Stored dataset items
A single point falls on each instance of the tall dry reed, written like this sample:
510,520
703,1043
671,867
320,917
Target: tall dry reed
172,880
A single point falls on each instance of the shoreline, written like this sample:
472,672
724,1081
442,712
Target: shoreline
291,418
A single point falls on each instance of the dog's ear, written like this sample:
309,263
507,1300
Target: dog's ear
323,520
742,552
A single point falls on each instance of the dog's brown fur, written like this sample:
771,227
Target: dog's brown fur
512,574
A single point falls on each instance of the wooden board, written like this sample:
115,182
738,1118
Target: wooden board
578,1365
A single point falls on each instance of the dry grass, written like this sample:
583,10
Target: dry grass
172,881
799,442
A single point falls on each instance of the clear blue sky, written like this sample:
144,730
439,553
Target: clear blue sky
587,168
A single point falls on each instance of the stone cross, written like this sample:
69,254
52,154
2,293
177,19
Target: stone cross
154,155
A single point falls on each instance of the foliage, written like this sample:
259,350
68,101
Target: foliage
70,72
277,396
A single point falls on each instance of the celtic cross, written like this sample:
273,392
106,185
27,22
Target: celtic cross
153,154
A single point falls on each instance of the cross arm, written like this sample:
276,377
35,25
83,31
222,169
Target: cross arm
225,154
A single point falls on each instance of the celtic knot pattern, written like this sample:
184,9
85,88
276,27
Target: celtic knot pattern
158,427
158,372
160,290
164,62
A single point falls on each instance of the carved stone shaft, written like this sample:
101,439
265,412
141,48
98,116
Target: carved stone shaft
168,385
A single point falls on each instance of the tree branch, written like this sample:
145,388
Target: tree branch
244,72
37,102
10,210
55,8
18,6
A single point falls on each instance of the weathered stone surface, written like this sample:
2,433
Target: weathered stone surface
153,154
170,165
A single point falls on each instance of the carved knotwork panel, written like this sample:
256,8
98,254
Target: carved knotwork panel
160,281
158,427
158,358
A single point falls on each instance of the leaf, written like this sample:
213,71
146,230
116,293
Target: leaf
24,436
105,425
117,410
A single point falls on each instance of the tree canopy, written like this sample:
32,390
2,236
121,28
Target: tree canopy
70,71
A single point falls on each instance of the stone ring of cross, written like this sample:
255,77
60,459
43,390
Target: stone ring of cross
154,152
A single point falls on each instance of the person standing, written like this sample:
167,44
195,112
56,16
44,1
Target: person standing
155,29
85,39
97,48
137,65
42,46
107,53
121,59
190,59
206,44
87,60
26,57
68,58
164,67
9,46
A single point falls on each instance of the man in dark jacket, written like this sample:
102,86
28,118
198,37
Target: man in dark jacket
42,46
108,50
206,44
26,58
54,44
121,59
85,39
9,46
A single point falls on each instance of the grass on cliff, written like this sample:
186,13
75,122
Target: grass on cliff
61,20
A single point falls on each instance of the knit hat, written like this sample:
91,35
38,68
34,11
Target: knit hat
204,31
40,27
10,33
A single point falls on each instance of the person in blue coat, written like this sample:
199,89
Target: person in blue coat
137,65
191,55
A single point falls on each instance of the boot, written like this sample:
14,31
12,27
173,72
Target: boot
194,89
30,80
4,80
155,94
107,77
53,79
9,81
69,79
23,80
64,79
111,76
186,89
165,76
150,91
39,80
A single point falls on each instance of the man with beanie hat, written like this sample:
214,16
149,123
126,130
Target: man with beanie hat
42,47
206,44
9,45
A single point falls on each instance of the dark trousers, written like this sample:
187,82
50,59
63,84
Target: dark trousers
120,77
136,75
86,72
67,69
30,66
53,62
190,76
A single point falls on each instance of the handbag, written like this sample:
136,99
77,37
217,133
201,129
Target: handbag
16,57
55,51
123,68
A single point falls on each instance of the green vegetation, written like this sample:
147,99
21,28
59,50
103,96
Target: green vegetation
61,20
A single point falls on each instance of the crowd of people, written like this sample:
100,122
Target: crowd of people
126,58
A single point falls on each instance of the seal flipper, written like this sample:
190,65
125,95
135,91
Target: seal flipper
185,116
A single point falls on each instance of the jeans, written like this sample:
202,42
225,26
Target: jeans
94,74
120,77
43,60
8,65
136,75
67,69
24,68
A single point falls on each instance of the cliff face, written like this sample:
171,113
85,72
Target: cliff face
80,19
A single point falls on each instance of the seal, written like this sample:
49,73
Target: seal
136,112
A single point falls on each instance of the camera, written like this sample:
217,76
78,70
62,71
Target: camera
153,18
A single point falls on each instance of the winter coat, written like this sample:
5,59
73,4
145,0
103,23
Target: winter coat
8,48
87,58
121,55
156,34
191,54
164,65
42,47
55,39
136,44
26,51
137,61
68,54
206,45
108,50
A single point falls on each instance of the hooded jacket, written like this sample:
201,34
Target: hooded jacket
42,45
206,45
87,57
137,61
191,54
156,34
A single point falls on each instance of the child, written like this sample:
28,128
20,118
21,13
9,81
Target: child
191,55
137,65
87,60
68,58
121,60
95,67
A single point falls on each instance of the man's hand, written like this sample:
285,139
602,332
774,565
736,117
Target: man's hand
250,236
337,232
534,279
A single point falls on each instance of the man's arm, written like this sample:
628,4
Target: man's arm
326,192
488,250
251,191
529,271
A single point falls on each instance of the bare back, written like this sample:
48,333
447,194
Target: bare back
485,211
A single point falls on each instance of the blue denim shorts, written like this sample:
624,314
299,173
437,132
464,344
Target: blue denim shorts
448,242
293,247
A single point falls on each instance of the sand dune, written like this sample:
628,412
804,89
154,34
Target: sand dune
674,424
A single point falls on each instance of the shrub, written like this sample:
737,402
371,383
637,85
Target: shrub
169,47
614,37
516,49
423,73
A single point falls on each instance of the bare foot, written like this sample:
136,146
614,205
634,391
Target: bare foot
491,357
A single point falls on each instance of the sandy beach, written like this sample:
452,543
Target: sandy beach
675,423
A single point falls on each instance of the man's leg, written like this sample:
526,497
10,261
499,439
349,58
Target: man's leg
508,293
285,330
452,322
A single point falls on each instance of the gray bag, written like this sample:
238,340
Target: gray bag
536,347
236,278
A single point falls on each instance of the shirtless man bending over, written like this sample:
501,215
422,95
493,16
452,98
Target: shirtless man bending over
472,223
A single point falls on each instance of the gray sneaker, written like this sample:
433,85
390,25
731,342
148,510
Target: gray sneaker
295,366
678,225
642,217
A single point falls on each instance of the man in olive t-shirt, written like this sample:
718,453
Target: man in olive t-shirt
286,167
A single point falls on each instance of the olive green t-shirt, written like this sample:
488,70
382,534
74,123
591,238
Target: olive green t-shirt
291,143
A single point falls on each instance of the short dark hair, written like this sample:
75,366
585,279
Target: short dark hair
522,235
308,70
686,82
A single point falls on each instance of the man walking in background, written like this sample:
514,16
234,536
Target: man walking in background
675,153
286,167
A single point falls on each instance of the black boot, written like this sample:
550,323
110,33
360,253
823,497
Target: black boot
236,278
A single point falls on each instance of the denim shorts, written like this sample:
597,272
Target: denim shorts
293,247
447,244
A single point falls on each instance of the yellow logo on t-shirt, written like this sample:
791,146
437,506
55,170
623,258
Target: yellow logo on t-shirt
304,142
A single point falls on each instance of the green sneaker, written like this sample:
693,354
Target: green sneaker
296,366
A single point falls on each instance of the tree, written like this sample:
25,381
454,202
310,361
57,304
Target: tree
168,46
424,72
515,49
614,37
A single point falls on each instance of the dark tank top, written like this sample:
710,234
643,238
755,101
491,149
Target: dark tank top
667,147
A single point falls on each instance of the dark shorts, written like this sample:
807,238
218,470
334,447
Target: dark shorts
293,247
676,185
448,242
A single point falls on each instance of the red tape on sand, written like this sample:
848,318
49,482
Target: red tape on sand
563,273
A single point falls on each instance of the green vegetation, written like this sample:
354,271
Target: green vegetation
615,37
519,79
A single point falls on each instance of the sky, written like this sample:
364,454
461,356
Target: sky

§ Task prompt:
Please copy the data in full, character for character.

§ Reply:
A single point falls on each instance of the tall dry reed, written like this sample:
510,520
703,1043
671,867
320,917
Target: tall dry reed
172,880
A single point falls on each instance of the shoreline, written like this sample:
472,672
724,1081
442,712
Target: shoreline
291,418
A single point falls on each instance of the dog's ear, written like this sample:
309,263
507,1300
Target: dog's ear
323,520
742,552
A single point falls on each instance of the dog's brown fur, written like this sample:
771,227
Target: dog's brown fur
512,574
A single point falls on each instance of the wooden board, written like this sample:
115,182
738,1118
Target: wooden board
578,1365
A single point falls on each instance of the dry grass, written like this sample:
583,10
Target: dry grass
172,881
799,442
A single point falls on each instance of the clear blue sky, written like this sample:
144,730
439,553
Target: clear blue sky
587,168
A single point falls on each instance of the stone cross, written like this sample:
69,254
52,154
2,293
177,19
Target: stone cross
154,155
A single point falls on each instance of the foliage, written like this sample:
259,350
68,101
Target: foliage
70,72
277,396
A single point falls on each instance of the celtic cross, written like this sample:
273,392
106,185
27,22
Target: celtic cross
153,154
A single point falls on each instance of the cross arm, written like this sample:
276,377
35,25
83,31
222,169
Target: cross arm
225,154
A single point falls on each instance of the celtic knot pattern, written like this sample:
184,9
85,88
276,27
Target: celtic knot pattern
158,427
158,372
160,290
164,62
A single point falls on each instance of the carved stone shaft, written like this sample:
101,439
265,412
141,48
98,116
Target: carved stone shaft
168,385
A single point falls on each instance of the tree branch, written like this sample:
145,388
Target: tree branch
244,72
37,102
10,210
55,8
18,6
A single point falls on each instance of the weathered stone surface, written like this sample:
2,433
Target: weathered stone surface
153,154
170,165
A single point falls on each instance of the carved knotwork panel, written like this sample:
256,8
98,254
Target: carved knotwork panel
160,281
158,427
158,358
A single point falls on each instance of the leaf, written like this sample:
213,71
146,230
116,293
Target: leaf
24,436
105,425
117,410
A single point falls on each instance of the tree canopy, written like this sample:
32,390
2,236
121,28
Target: tree canopy
70,71
A single point falls on each instance of the stone ring of cross, written like this sample:
255,77
60,459
43,390
Target: stone ring of cross
154,152
A single point falls on each instance of the person standing, written like this sample:
167,44
195,112
56,16
44,1
Target: person standing
155,29
85,39
97,48
137,65
42,46
107,53
121,59
190,59
206,44
87,60
26,57
68,58
164,67
9,46
A single point falls on each instance of the man in dark jacket, written like this sample:
102,86
28,118
198,37
Target: man in dark jacket
42,46
108,50
206,44
26,58
54,44
121,59
85,39
9,46
A single point falls on each instance of the grass on cliff, written like this sample:
186,13
75,122
Target: grass on cliff
61,20
A single point falls on each instance of the knit hat, written like this sample:
91,35
38,68
34,11
Target: knit hat
204,31
40,27
10,33
A single point falls on each instance of the person in blue coat, written like this sample:
199,89
Target: person in blue coat
137,65
191,55
A single point falls on each instance of the boot, written like this sample:
14,31
12,27
173,72
Target: boot
194,89
30,80
4,80
155,94
107,77
53,79
9,81
69,79
23,80
64,79
111,76
186,89
165,76
150,91
39,80
A single point falls on each instance of the man with beanie hat, written like this sample:
214,16
149,123
126,130
Target: man with beanie hat
42,47
206,44
9,45
A single point falls on each instance of the dark trousers, written like this sample:
187,82
50,59
63,84
Target: dark trousers
120,77
136,75
86,72
67,69
30,66
53,62
190,76
A single point falls on each instance of the handbag, written like this sample:
136,99
77,37
217,133
201,129
Target: handbag
16,57
55,51
123,68
A single point falls on each instance of the green vegetation, written like this sample:
147,99
21,28
59,50
103,96
Target: green vegetation
61,20
A single point falls on each instance of the crowd of people, written like this sample:
100,122
Target: crowd of people
126,58
A single point falls on each instance of the seal flipper, written like this sample:
190,65
125,95
135,91
Target: seal flipper
185,116
A single point falls on each instance of the jeans, written like this sample:
202,42
225,26
Target: jeans
94,74
120,77
43,60
8,65
136,75
67,69
24,68
A single point falls on each instance of the cliff face, written like this sample:
171,113
85,72
Target: cliff face
80,19
A single point falls on each instance of the seal, written like this sample:
49,73
Target: seal
136,112
A single point falls on each instance of the camera, written like this sample:
217,76
78,70
62,71
Target: camera
153,18
A single point falls on each instance of the winter coat, written like this sample:
5,59
73,4
145,0
103,23
Target: winter coat
8,48
87,58
121,55
156,34
191,54
164,65
42,47
55,39
136,44
26,51
137,61
68,54
206,45
108,50
A single point falls on each instance of the hooded jacket, written like this sample:
201,34
Target: hooded jacket
42,45
206,45
87,57
137,61
191,54
156,34
A single point falls on each instance of the child, written like this sample:
28,128
20,118
21,13
9,81
Target: child
191,55
137,65
87,60
68,58
121,60
95,67
A single point falls on each instance of the man's hand, written like this sample:
285,139
602,332
774,565
736,117
Target: man's hand
250,236
337,232
534,279
A single point falls on each instance of the man's arm, written like this sample:
628,4
Target: man's arm
326,192
488,250
251,191
529,271
A single point falls on each instance of the bare back, written like this sample:
48,333
447,194
Target: bare back
485,211
A single point falls on each instance of the blue denim shorts, written like this sample:
624,314
299,173
437,132
464,344
Target: blue denim shorts
448,242
293,247
A single point falls on each instance of the sand dune, written like this sample:
628,412
804,89
154,34
Target: sand dune
674,424
A single point falls on each instance of the shrub, written like this sample:
737,402
371,383
637,85
Target: shrub
169,47
614,37
516,49
423,73
A single point falls on each instance of the bare foot, written like this sample:
136,146
614,205
634,391
Target: bare foot
491,357
A single point falls on each instance of the sandy beach, written like this sample:
452,543
Target: sandy beach
675,423
A single point falls on each instance of the man's leg, written like this sample:
526,497
10,261
499,439
349,58
Target: man's leg
508,293
285,330
452,322
A single point falls on each instance of the gray bag, written like this sample:
238,340
Target: gray bag
536,347
236,278
A single point falls on each instance of the shirtless man bending over, written like this sample:
501,215
422,95
493,16
452,98
Target: shirtless man bending over
472,223
A single point falls on each instance of the gray sneaker, written like this sample:
433,85
390,25
731,342
148,510
Target: gray sneaker
295,366
678,225
642,217
A single point falls on each instance of the man in olive t-shirt, written like this sample:
718,453
Target: man in olive t-shirt
286,167
A single point falls on each instance of the olive green t-shirt, written like this sample:
488,70
382,534
74,123
591,238
Target: olive green t-shirt
291,143
A single point falls on each instance of the short dark hair, written like this sample:
75,366
585,279
Target: short dark hair
522,235
308,70
686,82
A single point falls on each instance of the man walking in background, written like this sample:
514,16
234,536
Target: man walking in background
675,153
286,167
A single point falls on each instance of the black boot, written like this sample:
550,323
110,33
360,253
823,497
Target: black boot
236,278
A single point falls on each instance of the denim shorts, written like this sample:
597,272
Target: denim shorts
293,247
447,244
A single point falls on each instance of the yellow logo on t-shirt, written like this sample:
791,146
437,506
55,170
623,258
Target: yellow logo on t-shirt
304,142
A single point falls on each instance of the green sneaker, written like this sample:
693,354
Target: green sneaker
296,366
A single point falls on each instance of the tree, written like this sample:
25,381
454,202
310,361
57,304
Target: tree
168,46
424,72
515,49
614,37
A single point falls on each instance of the dark tank top, written like this sample:
710,234
643,238
755,101
491,149
Target: dark tank top
667,147
A single point falls on each instance of the dark shorts, written like this sample:
807,238
218,470
334,447
Target: dark shorts
293,247
676,185
448,242
A single point falls on each instance of the red tape on sand, written like this sample:
848,318
49,482
Target: red tape on sand
563,273
A single point falls on each instance of the green vegetation, written like this sample:
354,271
Target: green vegetation
615,37
519,79
A single point falls on each instance of the sky, written like this sample:
364,454
461,356
Target: sky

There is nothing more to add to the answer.